Point-based annotation data —
────────────────────────────────────────

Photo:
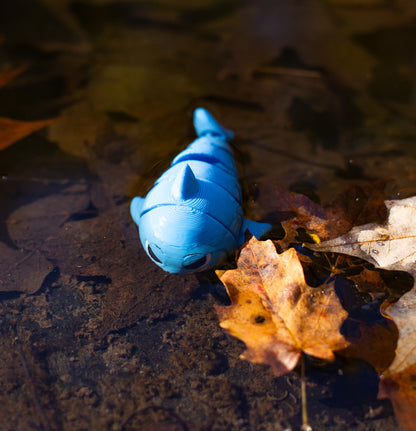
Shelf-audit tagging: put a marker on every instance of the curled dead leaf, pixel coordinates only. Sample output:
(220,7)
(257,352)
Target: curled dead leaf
(275,313)
(392,246)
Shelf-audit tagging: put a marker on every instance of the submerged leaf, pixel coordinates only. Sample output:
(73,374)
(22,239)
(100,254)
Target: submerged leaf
(276,313)
(392,246)
(13,130)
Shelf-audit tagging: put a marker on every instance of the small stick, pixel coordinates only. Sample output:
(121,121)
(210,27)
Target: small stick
(305,425)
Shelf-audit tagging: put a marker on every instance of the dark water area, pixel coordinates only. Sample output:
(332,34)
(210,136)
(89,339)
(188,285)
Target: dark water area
(94,336)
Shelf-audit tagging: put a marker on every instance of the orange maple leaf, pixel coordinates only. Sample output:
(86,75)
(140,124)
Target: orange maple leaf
(275,313)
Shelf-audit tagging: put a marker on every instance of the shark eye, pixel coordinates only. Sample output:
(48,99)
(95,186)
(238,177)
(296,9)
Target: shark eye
(152,254)
(198,263)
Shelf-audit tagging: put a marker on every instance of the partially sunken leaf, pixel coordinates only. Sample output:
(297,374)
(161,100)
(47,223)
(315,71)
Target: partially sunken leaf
(6,77)
(276,313)
(392,246)
(13,130)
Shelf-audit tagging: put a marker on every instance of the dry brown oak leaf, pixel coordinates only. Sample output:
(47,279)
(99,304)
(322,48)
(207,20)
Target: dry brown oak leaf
(392,246)
(275,313)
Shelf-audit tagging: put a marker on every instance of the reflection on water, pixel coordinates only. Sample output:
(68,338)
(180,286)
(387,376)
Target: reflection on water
(321,96)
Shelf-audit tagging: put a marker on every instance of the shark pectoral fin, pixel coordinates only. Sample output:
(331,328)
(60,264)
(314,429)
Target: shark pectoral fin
(256,228)
(204,122)
(136,208)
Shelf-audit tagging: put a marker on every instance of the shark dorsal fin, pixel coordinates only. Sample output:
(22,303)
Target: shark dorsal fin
(185,185)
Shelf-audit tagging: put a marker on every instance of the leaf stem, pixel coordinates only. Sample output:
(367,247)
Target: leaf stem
(305,424)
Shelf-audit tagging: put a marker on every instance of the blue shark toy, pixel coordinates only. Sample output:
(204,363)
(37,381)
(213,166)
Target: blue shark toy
(192,217)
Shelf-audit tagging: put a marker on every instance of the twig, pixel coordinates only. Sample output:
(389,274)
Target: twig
(305,425)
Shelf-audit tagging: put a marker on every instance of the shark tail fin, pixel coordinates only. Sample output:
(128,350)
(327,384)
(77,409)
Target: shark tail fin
(204,123)
(136,206)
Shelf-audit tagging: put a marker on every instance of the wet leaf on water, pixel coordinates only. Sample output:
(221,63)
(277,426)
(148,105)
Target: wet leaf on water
(22,271)
(276,313)
(11,130)
(392,246)
(295,211)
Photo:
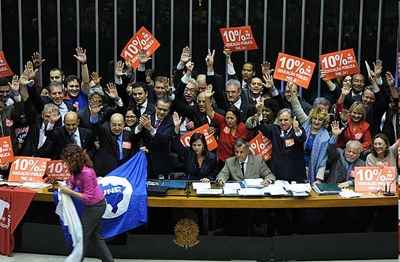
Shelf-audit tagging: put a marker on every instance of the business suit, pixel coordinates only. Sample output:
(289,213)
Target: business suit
(287,153)
(106,157)
(255,168)
(59,139)
(30,146)
(159,146)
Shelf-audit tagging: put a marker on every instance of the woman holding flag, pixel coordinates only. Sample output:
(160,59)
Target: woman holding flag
(84,178)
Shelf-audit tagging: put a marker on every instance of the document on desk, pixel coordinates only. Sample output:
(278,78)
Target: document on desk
(298,188)
(276,190)
(346,193)
(202,185)
(209,192)
(251,192)
(254,182)
(231,189)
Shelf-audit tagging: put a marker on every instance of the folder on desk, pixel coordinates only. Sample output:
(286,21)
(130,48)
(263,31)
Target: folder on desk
(326,189)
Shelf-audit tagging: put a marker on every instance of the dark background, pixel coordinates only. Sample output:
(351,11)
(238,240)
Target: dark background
(181,31)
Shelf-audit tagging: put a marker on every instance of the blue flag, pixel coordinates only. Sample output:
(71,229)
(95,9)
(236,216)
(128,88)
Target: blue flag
(126,197)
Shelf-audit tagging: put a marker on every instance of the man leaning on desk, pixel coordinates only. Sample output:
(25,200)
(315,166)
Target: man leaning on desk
(244,165)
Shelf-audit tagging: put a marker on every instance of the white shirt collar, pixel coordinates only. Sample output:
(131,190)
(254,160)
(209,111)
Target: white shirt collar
(238,103)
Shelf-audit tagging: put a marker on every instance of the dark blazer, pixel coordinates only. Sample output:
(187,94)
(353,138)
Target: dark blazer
(32,140)
(287,161)
(106,157)
(159,146)
(191,167)
(59,138)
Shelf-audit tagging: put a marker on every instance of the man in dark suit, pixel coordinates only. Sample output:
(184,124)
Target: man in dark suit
(142,105)
(244,165)
(38,132)
(156,132)
(116,144)
(70,133)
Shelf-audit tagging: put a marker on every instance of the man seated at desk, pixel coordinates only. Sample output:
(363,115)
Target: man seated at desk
(244,165)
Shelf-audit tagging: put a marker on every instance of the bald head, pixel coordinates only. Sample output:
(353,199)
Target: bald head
(71,122)
(117,123)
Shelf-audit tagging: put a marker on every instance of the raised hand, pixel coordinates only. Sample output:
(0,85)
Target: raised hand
(143,57)
(346,89)
(209,93)
(296,125)
(266,68)
(186,55)
(37,60)
(14,85)
(95,78)
(189,67)
(112,91)
(176,119)
(227,52)
(269,81)
(81,55)
(119,69)
(389,79)
(210,58)
(377,68)
(336,130)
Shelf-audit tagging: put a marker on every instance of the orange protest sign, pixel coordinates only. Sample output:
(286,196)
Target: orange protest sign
(294,69)
(340,63)
(238,38)
(57,170)
(142,40)
(6,150)
(374,179)
(28,169)
(210,139)
(261,146)
(5,69)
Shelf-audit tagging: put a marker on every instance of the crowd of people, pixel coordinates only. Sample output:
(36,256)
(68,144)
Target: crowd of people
(355,123)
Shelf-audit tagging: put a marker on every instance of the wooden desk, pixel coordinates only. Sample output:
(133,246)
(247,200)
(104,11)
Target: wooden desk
(178,199)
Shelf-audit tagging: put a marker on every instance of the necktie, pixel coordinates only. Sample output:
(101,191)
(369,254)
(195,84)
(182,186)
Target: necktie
(157,123)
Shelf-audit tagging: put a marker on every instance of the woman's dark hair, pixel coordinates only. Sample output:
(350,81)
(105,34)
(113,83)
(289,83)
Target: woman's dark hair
(235,111)
(75,158)
(384,138)
(198,136)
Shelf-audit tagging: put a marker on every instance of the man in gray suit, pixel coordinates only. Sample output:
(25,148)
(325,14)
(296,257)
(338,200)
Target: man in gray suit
(244,165)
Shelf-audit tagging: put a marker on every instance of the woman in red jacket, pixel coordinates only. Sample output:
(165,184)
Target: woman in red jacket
(357,128)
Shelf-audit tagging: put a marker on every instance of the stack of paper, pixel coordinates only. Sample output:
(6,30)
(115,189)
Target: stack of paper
(254,182)
(276,190)
(251,192)
(208,192)
(299,190)
(347,193)
(203,185)
(231,189)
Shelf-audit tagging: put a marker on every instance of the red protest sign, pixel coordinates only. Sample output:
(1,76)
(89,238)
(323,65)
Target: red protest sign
(294,69)
(57,170)
(340,63)
(261,146)
(374,179)
(142,40)
(5,69)
(6,150)
(28,169)
(238,38)
(210,139)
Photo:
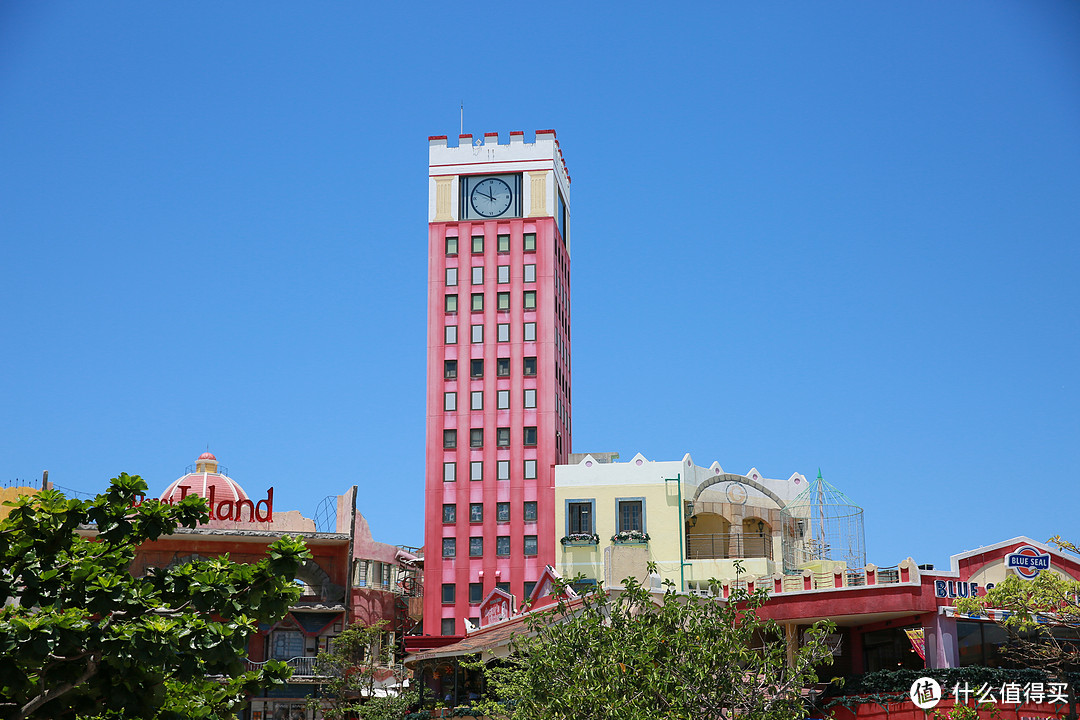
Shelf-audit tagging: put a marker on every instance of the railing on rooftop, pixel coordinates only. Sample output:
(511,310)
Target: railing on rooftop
(302,667)
(724,545)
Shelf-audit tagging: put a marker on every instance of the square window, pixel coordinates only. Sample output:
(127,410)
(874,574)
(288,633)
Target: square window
(631,516)
(579,517)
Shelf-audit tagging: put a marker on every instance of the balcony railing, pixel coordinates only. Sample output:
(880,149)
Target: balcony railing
(302,667)
(724,545)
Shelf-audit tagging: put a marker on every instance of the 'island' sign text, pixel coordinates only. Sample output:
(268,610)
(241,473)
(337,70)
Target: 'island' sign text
(231,510)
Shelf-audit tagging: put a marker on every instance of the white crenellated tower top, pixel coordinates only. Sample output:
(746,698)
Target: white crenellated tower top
(485,155)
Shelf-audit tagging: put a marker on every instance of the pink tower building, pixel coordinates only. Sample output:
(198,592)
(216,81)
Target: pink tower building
(498,368)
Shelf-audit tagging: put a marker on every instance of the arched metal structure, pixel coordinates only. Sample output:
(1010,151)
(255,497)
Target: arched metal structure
(822,524)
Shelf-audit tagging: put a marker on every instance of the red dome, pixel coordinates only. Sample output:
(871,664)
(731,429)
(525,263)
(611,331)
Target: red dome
(199,484)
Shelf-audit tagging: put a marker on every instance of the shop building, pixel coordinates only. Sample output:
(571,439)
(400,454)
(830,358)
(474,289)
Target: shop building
(350,578)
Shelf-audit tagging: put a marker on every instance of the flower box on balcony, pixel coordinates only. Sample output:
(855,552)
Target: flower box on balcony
(579,539)
(630,537)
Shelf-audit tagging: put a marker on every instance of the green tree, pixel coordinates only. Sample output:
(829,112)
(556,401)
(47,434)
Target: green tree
(632,656)
(1042,620)
(358,664)
(81,637)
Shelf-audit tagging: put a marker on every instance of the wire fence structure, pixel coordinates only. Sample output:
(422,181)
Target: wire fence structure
(822,525)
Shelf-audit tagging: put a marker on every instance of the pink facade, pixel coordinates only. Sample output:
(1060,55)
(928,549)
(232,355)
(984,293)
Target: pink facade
(489,494)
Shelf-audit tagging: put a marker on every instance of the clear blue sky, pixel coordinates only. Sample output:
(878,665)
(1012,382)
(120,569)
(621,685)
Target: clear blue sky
(838,235)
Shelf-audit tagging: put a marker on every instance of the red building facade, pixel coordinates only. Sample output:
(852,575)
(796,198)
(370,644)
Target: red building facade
(498,368)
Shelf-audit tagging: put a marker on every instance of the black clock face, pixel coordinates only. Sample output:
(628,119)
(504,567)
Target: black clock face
(490,198)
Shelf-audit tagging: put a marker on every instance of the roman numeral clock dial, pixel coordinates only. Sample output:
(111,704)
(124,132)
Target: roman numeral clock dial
(490,198)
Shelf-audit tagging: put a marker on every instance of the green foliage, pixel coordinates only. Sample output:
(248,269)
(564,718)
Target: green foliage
(1042,612)
(353,669)
(631,655)
(81,637)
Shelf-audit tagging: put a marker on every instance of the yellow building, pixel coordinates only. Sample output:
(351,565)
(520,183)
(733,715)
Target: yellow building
(12,493)
(693,522)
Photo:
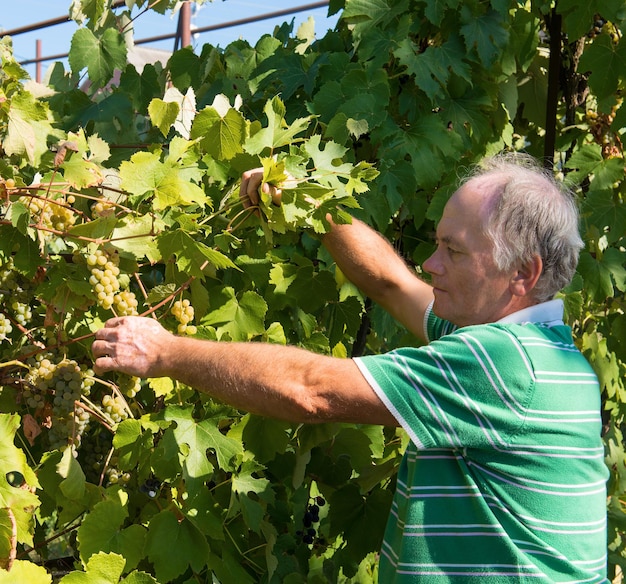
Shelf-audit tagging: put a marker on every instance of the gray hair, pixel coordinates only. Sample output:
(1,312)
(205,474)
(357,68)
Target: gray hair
(531,213)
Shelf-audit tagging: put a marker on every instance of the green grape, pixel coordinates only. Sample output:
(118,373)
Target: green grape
(5,327)
(184,313)
(115,407)
(21,312)
(129,385)
(125,303)
(59,384)
(104,272)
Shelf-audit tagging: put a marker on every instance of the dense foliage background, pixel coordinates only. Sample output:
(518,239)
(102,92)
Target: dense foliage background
(121,198)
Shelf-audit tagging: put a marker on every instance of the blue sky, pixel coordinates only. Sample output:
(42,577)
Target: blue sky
(56,40)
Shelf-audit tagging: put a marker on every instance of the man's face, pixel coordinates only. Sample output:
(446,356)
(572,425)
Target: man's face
(467,286)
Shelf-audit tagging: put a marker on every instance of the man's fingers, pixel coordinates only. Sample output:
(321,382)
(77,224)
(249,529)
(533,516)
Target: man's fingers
(251,183)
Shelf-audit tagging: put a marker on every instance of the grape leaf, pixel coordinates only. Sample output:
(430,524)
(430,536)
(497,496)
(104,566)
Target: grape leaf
(485,33)
(277,133)
(101,56)
(191,255)
(166,533)
(73,484)
(221,136)
(102,568)
(25,571)
(240,319)
(21,501)
(146,175)
(28,128)
(200,437)
(101,532)
(163,114)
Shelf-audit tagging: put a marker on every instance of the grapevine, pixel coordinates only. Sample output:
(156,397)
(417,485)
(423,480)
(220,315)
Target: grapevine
(123,201)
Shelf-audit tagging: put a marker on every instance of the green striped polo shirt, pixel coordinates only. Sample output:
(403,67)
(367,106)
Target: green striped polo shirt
(504,477)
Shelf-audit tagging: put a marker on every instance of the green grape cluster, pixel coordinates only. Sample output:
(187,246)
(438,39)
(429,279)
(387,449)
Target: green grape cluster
(104,268)
(14,290)
(5,327)
(115,407)
(55,215)
(21,312)
(125,303)
(102,208)
(184,313)
(129,385)
(59,385)
(8,282)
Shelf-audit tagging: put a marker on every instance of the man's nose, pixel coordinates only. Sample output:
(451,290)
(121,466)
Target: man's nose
(432,265)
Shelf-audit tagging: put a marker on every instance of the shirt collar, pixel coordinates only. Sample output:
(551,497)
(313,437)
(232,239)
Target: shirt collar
(550,313)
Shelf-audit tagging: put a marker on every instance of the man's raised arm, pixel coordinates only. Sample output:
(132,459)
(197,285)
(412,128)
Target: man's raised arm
(368,260)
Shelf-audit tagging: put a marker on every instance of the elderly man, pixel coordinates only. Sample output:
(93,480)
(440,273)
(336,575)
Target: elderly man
(503,479)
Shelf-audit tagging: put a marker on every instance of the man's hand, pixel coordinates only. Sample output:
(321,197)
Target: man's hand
(133,345)
(249,191)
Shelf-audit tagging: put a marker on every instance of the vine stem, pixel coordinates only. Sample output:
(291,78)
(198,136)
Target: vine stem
(12,540)
(45,542)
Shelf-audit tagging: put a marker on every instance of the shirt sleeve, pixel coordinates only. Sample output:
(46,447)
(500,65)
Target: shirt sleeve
(469,389)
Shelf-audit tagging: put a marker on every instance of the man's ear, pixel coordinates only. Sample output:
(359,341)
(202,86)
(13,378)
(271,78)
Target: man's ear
(525,279)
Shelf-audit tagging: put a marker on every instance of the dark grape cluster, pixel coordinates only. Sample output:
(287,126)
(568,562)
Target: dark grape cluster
(311,518)
(5,327)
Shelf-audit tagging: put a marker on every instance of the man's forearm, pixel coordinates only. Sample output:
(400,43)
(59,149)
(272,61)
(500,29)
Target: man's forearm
(371,263)
(271,380)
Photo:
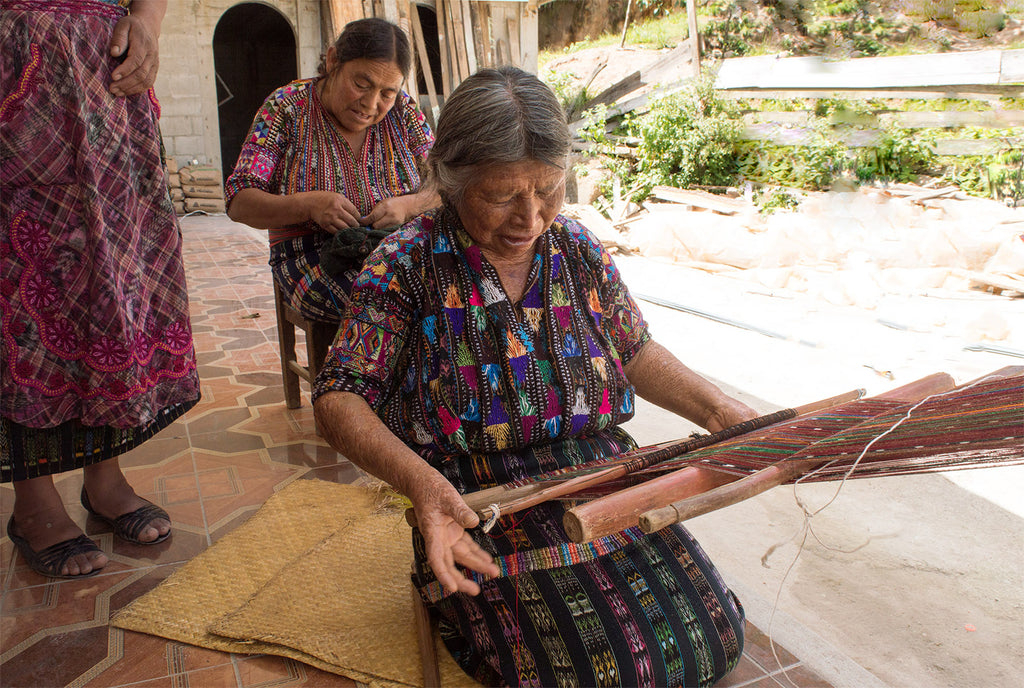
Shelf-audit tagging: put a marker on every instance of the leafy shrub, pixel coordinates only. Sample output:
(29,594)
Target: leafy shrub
(898,157)
(687,139)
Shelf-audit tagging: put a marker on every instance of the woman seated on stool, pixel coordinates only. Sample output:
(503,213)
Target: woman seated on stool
(489,340)
(325,155)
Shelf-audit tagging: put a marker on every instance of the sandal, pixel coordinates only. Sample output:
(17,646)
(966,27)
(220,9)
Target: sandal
(128,526)
(50,560)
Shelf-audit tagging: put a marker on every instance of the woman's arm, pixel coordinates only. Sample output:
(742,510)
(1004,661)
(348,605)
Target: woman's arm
(262,210)
(350,426)
(400,209)
(665,381)
(136,37)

────────────────────────────────────────

Problem statement —
Quote exactly, and only, the lines from the line containing "man's forearm, pixel" through the final line of the records above, both included, omitting any pictures.

Solution to this problem —
Shelf-audit tagging: put a marker on every instance of the man's forearm, pixel coordinates only. Sample output:
(400,43)
(59,149)
(272,61)
(500,29)
Target: man's forearm
(371,263)
(271,380)
Photo:
Shelf-audit tagging: put a marker on every instance of the leafy shrub, pixel coordinates only. Sample output:
(29,594)
Target: leafy shrub
(898,157)
(687,139)
Shelf-audit tagging: put a marker on every instance of the woman seated on stool, pixel coordinates only. Sample output:
(503,213)
Target: woman seated on stool
(489,340)
(325,155)
Shelf-audit tagging: put a marker on every instance of the sandal, pixel coordinates only. Sample output:
(17,646)
(966,27)
(220,9)
Target: sandal
(128,526)
(50,560)
Shelf-audit tagging: put a marker on every instance of the woman's arm, pixel coordinates only. Sample output:
(742,510)
(1004,661)
(348,605)
Target: woman's arm
(262,210)
(350,426)
(400,209)
(665,381)
(136,37)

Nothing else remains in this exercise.